Please gather every line in the listing below that contains the word "innermost" and copy each of those lines in full.

>>>

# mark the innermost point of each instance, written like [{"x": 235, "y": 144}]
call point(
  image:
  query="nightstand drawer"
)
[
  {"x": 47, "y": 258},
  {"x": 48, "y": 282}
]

<<<
>>>

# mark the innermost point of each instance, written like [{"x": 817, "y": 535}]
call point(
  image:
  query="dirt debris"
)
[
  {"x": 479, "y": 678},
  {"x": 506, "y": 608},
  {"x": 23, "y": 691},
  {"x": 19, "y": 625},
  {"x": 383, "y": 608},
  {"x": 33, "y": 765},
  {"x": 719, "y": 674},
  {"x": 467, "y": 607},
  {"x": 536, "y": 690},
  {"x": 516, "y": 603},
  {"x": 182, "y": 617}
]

<<<
>>>

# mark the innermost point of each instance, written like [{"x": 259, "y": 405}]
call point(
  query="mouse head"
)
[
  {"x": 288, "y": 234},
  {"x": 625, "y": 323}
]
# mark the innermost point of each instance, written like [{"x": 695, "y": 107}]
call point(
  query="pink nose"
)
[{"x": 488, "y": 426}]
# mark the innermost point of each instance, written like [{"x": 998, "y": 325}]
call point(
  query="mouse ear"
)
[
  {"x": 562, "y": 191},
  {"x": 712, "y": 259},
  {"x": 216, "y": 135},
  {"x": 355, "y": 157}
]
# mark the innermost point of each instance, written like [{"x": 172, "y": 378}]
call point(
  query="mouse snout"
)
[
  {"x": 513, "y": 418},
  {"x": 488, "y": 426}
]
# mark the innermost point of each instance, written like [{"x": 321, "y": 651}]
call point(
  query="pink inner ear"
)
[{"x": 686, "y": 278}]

<<<

*REPLY:*
# mark the innermost point of each instance, written like [{"x": 235, "y": 144}]
# mark the innermost point of each instance, written like [{"x": 817, "y": 535}]
# mark the innermost point of each instance, written like [{"x": 259, "y": 405}]
# mark the innermost point of each instance, written like [{"x": 695, "y": 107}]
# mark the innermost point of each instance, written like [{"x": 998, "y": 325}]
# mark the innermost point of each instance, written like [{"x": 172, "y": 378}]
# mark the innermost point of each instance, written like [{"x": 321, "y": 651}]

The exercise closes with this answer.